■ **Document excerpt**:
Symptoms: API Latency Spike, BGP Route Leak, Fix Is Network ACL¶

Domains: observability | networking | security Level: L3 Estimated time: 45 min

Initial Alert¶

Grafana alert fires at 11:23 UTC:

CRITICAL: API p99 latency > 2000ms
  service: checkout-api
  environment: prod
  current_value: 4,312ms
  threshold: 2,000ms
  duration: 10 minutes

Additional Prometheus alerts:

WARNING: HTTP error rate > 5% — checkout-api returning 504 Gateway Timeout (8.7%)
WARNING: Upstream response time — payment-gateway.partner.com p99 > 3000ms
CRITICAL: SLO burn rate exceeded — checkout 99.9th percentile error budget consumed 40% in 1 hour

Observable Symptoms¶

The checkout-api p99 latency jumped from 180ms to 4,312ms at 11:13 UTC.
8.7% of requests return 504 Gateway Timeout, all from calls to payment-gateway.partner.com.
The checkout-api itself is healthy — internal endpoints respond in <10ms.
curl to payment-gateway.partner.com from within the cluster takes 3-5 seconds.
curl to payment-gateway.partner.com from a laptop on a home network takes 90ms.
No deployments to checkout-api in the last 48 hours.
The partner's status page shows no incidents.

The Misleading Signal¶

The observability data clearly shows the checkout-api as the source of latency. Dashboards show the service in red. The natural investigation path is to profile the application, check database queries, examine the payment gateway integration code, or contact the payment partner. The fact that the partner's status page is clean makes engineers suspect their own code or infrastructure. The latency is coming from network path, not the application — but the observability tools only show the symptom at the application layer.

■ **Data excerpts**:
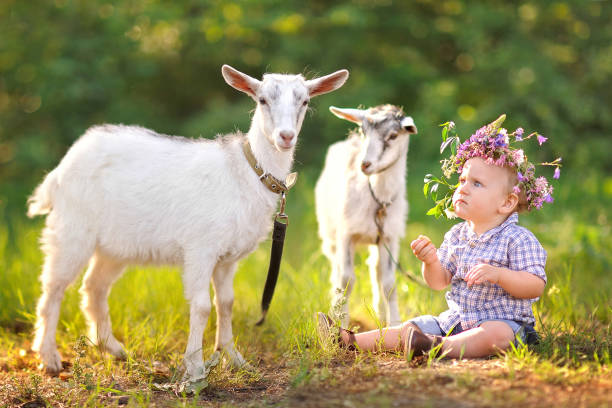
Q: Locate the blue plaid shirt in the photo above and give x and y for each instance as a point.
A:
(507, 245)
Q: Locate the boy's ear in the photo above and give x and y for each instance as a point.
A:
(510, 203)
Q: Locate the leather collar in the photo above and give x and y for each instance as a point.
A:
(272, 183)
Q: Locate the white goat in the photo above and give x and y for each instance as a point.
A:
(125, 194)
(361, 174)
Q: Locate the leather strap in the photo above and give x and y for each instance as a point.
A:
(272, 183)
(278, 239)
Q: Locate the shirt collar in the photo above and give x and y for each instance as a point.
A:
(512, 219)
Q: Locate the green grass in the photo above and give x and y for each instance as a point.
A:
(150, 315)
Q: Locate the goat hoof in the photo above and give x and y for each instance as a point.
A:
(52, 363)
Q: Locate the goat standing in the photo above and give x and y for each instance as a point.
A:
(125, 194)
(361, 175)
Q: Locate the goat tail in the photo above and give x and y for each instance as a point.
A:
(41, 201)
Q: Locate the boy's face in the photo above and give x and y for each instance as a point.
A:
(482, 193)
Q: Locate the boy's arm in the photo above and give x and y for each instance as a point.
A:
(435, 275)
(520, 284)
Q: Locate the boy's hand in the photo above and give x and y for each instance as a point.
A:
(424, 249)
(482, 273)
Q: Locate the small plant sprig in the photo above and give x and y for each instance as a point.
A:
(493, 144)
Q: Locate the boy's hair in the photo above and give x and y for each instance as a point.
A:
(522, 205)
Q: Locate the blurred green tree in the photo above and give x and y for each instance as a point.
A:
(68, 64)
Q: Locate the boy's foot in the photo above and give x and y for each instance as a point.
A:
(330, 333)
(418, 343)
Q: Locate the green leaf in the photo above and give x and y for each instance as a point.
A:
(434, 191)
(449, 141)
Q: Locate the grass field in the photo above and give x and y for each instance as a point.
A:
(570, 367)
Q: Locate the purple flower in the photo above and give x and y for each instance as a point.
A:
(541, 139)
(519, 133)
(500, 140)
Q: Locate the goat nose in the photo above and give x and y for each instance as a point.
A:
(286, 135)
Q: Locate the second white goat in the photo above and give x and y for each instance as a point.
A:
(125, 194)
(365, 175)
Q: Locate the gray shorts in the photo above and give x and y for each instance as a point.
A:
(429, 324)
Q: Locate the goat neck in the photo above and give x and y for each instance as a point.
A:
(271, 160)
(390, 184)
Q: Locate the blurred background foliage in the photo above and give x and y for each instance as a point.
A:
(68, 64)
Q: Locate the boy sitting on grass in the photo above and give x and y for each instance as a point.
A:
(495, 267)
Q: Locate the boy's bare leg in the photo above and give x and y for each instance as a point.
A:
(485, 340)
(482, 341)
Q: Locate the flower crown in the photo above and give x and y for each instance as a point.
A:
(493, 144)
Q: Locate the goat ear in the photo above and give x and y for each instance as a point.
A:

■ **Exercise details**:
According to the incident write-up, what was the checkout-api p99 latency before it jumped at 11:13 UTC? These lines come from a separate source.

■ **Written solution**:
180ms